The records –
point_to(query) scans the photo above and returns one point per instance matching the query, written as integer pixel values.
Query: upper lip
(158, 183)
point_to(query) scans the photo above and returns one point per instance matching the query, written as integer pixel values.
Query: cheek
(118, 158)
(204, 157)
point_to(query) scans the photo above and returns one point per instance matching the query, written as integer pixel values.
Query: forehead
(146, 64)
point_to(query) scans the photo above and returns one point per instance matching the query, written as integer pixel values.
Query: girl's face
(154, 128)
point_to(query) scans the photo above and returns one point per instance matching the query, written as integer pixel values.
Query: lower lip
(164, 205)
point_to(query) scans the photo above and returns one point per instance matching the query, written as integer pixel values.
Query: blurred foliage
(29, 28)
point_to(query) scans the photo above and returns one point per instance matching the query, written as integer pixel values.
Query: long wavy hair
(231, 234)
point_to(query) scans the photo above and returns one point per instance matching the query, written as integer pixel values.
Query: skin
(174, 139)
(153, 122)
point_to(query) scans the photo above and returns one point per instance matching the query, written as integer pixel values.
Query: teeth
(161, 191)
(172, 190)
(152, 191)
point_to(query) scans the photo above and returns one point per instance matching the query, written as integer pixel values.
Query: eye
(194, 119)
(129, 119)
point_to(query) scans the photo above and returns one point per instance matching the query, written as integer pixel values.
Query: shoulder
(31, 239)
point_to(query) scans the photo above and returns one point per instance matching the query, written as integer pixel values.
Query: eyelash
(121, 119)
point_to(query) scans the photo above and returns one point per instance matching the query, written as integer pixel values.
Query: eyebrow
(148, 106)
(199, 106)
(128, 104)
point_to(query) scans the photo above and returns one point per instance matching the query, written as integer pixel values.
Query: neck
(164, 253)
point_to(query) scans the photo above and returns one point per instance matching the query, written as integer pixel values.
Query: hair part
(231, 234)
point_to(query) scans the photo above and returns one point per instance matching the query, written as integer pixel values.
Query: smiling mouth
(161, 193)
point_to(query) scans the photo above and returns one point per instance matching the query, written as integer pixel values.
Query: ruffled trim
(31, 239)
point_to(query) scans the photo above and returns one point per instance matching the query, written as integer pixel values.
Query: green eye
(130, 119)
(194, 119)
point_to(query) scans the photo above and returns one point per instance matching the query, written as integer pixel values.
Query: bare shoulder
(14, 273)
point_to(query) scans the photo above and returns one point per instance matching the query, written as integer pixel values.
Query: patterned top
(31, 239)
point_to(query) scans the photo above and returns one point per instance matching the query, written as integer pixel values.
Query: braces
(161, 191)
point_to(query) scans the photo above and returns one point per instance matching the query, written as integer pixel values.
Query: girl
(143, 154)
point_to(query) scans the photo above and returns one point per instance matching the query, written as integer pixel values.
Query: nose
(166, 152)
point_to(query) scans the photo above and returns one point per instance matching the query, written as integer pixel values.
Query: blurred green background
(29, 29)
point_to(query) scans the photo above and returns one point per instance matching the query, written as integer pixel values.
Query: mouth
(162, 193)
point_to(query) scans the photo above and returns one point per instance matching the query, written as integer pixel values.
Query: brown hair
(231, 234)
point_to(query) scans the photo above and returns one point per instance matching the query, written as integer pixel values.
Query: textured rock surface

Activity – Copy out the entries from the material above, matching each one exactly.

Output –
point_to(query) scans the photo above and returns one point per instance matching the query, written as integer pixel values.
Query: upper lip
(158, 183)
point_to(query) scans the photo above and returns one point per instance matching the query, written as integer pixel values.
Query: cheek
(118, 158)
(204, 157)
point_to(query) scans the photo above and returns one point per instance matching the query, written as integer pixel values.
Query: forehead
(146, 64)
point_to(query) scans the photo above and returns one point per instance matching the query, written as integer pixel values.
Query: girl's face
(154, 128)
point_to(query) scans the photo above and returns one point per instance matching the query, written as integer pixel values.
Query: lower lip
(164, 205)
point_to(query) scans the photo above and returns one point per instance matching the query, written as integer pixel values.
Query: blurred foliage
(29, 28)
point_to(query) scans the photo above and returns one point per instance matching the query, written as integer pixel values.
Query: long wavy hair
(231, 234)
point_to(query) scans the photo above and returns one point per instance matching the query, written as integer pixel values.
Query: skin
(174, 139)
(153, 122)
point_to(query) scans the photo above and returns one point per instance matching the query, written as integer pixel values.
Query: teeth
(161, 191)
(172, 190)
(152, 191)
point_to(query) scans the photo above and returns one point per instance matching the query, written as integer pixel values.
Query: eye
(194, 119)
(129, 119)
point_to(query) scans the photo above and returns one point per instance matching the query, written as integer pixel values.
Query: shoulder
(31, 239)
point_to(query) scans the photo above and returns one point per instance matching the query, written as integer pixel values.
Query: eyelash
(121, 119)
point_to(query) scans the photo above and returns one point per instance matching the query, written as integer pixel values.
Query: eyebrow
(148, 106)
(199, 106)
(128, 104)
point_to(query) scans the photo above and returns one point per instance matching the query, written as integer pixel values.
Query: neck
(164, 253)
point_to(query) scans the photo above and returns one point per instance matching the query, written as integer pixel values.
Query: hair part
(231, 234)
point_to(query) scans the photo above and returns one point per instance matching the query, written as integer pixel values.
Query: smiling mouth
(161, 193)
point_to(query) scans the photo above and returns one point per instance matching the query, written as integer pixel values.
Query: ruffled trim
(31, 239)
point_to(query) scans the photo above and returns one point per instance matching the query, written as integer pixel values.
Query: green eye
(130, 119)
(194, 119)
point_to(query) scans the photo above and returns one point per instance matching the query, written as integer pixel values.
Query: bare shoulder
(14, 273)
point_to(query) scans the photo above and returns one point per instance matching the query, written as integer pixel values.
Query: patterned top
(31, 239)
point_to(query) scans the photo above and returns one point per instance matching the query, written as integer pixel values.
Query: braces
(161, 191)
point_to(query) scans the photo above and returns one point per instance matching the query, written as integer pixel values.
Query: girl
(143, 154)
point_to(query) scans the photo above and returns one point per instance matching the query, written as integer pixel values.
Query: nose
(166, 152)
point_to(query) scans the photo above and returns one point per instance matching the query, written as integer pixel values.
Query: blurred green background
(29, 29)
point_to(query) scans the photo above and returns one point per instance matching the query, written as integer pixel values.
Query: mouth
(162, 193)
point_to(query) scans the photo above and returns one point per instance matching the query, written as integer pixel values.
Query: brown hair
(231, 234)
point_to(query) scans the photo above and returns one point per instance matching the query, written as integer pixel values.
Query: textured rock surface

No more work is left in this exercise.